> Fragmento del texto:
§
Último viernes de Cuaresma y pórtico de la Semana Santa. Eso es hoy: Viernes de Dolores.
Cuaresma, Semana Santa, nuestro Nazareno, tan rebonito y tan humilde, Los Pregones, El sermón de las tres horas, Las Siete Palabras, La Vigilia Pascual, El Santo Sepulcro... ¡Qué lejanos quedan en mi tiempo estos sentidos acontecimientos!... Porque por muy "comunista" que uno haya llegado a ser, no puedo ni quiero renunciar a mi pasado. He sido crío de sacristía, monaguillo, seminarista y acólito, actor secundario o, si queréis, figurante en todas y cada una de estas liturgias. Desde el altar mayor, desde el púlpito o desde el coro de nuestra iglesia. Me moriré con la pequeña frustración de no haber vestido nunca la casaca azul ni el pantalón púrpura de soldado romano, ni repicoteado el tambor; pero no descarto todavía heredar de "El Pirreño" el pregón de "Pilatos". Al tiempo.
Es un Viernes de Dolores raro. Es verdad. Y es una lástima, porque después de unos días sombríos de agua y hasta de nieve, hoy ha amanecido un sol radiante de abril, de estos días ya casi olvidados en que daba gusto salirse al campo a revolcarse, a coger habas y alcauciles o sencillamente a pasear al rumor de los arroyos. Raro, porque no esperamos de la semana que viene otra cosa que no sea lluvia y frío. Nada de estrenar ropa, Centuria Romana, besamanos ni procesiones. Bueno, yo, por lo que pueda pasar, esta mañana he anticipado la Semana Santa desayunando unos borrachuelos de miel, de los de mi pueblo.
Recuerdo que este Viernes de Dolores era cuando llegaba a mi casa para comenzar las vacaciones de Semana Santa. En nuestro primer año de seminario, con solo once años, los curas nos privaron de las vacaciones de navidad porque habíamos empezado muy tarde el curso, a mediados de octubre. De manera que cuando vi a mis padres en abril del año siguiente, al cabo de siete larguísimos meses, me encontré como un extraño en la propia casa de mi abuela donde vivíamos. Me abrazaron tan largo y tan apretado que me pareció ser yo uno de aquellos emigrantes que volviera de Suiza, por lo menos. Apenas me acordaba de mis hermanos chicos, mi Frasco para cumplir un año, me avergonzaba de las miradas tímidas de mi hermana Josefa, ya una mocita... Recién salido de mis primeros Ejercicios Espirituales, terroríficos y escabrosos, tenía mala conciencia de saborear los borrachuelos y las flores fritas de mi chacha Bibi, aunque solo fuera por quitarme el gusto de boca de las almezas y algarrobas, únicas chucherías posibles en el monte. No me parecía lícito permitirme tal goce terrenal con el Señor en estado de "Ecce Homo". Un seminarista no podía divertirse en la semana en que mataban a Cristo. Todo lo más, el domingo de Resurrección. Pasando los años, y ya con las hormonas a tope, uno se da cuenta de que aquel sentimiento de sufrimiento y tristeza es cosa antinatural, impostada, y, aunque con el recogimiento debido, disfruté de las demás Semanas Santas que fueron llegando, de los tambores, las procesiones, los olores callejeros a aceite frito y a matalauva... y hasta de las corvas de la Mari Cuenca paseando por la plaza.
§
> Tareas por hacer:
1 > Contesta con datos del texto sobre el Viernes de Dolores:
(a) ¿Qué prendas de soldado romano no llegó a vestir nunca quien escribe?
(b) ¿Qué desayunó esta mañana para anticipar la Semana Santa?
(c) ¿Cuántos años tenía en su primer año de seminario?
2 > Repite sin cambios el tramo del texto sobre el Viernes de Dolores que va desde "Es un Viernes" hasta "de mi pueblo.".
3 > Según el texto sobre el Viernes de Dolores, ¿por qué los curas dejaron sin vacaciones de Navidad a los seminaristas en su primer año? Explícalo en una a tres frases.
§
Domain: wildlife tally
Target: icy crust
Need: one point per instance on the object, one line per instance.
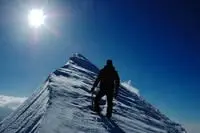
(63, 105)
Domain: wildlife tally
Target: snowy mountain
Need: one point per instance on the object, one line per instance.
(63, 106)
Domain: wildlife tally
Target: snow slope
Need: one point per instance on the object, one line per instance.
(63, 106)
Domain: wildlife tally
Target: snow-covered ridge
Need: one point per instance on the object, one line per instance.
§
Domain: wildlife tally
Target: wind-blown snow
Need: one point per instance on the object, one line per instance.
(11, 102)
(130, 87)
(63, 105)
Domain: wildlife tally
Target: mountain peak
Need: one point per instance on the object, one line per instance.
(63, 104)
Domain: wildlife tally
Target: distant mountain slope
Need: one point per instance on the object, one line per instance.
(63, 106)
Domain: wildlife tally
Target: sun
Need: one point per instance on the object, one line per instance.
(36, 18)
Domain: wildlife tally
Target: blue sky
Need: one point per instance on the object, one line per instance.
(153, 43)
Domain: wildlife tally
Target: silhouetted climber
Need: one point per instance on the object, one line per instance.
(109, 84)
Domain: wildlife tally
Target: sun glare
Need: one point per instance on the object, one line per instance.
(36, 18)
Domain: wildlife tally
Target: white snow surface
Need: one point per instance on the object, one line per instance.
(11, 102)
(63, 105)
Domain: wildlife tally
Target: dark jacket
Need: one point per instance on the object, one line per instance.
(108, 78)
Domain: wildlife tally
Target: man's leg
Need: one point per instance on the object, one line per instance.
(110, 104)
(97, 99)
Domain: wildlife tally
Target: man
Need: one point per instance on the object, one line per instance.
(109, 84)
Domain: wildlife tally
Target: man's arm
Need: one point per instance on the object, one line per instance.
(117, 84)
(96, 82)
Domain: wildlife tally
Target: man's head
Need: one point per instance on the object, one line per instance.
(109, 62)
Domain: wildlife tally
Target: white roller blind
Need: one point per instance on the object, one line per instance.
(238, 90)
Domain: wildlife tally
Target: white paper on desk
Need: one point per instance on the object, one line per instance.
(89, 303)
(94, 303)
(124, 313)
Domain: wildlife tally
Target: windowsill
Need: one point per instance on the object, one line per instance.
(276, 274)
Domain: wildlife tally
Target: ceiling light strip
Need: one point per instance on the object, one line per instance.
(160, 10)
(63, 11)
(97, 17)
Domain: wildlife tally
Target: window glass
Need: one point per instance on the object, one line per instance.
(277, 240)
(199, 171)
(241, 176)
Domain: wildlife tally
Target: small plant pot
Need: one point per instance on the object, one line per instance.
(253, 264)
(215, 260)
§
> Soluciones:
1 >
(a) La casaca azul y el pantalón púrpura.
(b) Unos borrachuelos de miel de su pueblo.
(c) Once años.

2 >
Es un Viernes de Dolores raro. Es verdad. Y es una lástima, porque después de unos días sombríos de agua y hasta de nieve, hoy ha amanecido un sol radiante de abril, de estos días ya casi olvidados en que daba gusto salirse al campo a revolcarse, a coger habas y alcauciles o sencillamente a pasear al rumor de los arroyos. Raro, porque no esperamos de la semana que viene otra cosa que no sea lluvia y frío. Nada de estrenar ropa, Centuria Romana, besamanos ni procesiones. Bueno, yo, por lo que pueda pasar, esta mañana he anticipado la Semana Santa desayunando unos borrachuelos de miel, de los de mi pueblo.

3 > Los curas los dejaron sin vacaciones de Navidad porque habían empezado el curso muy tarde, a mediados de octubre.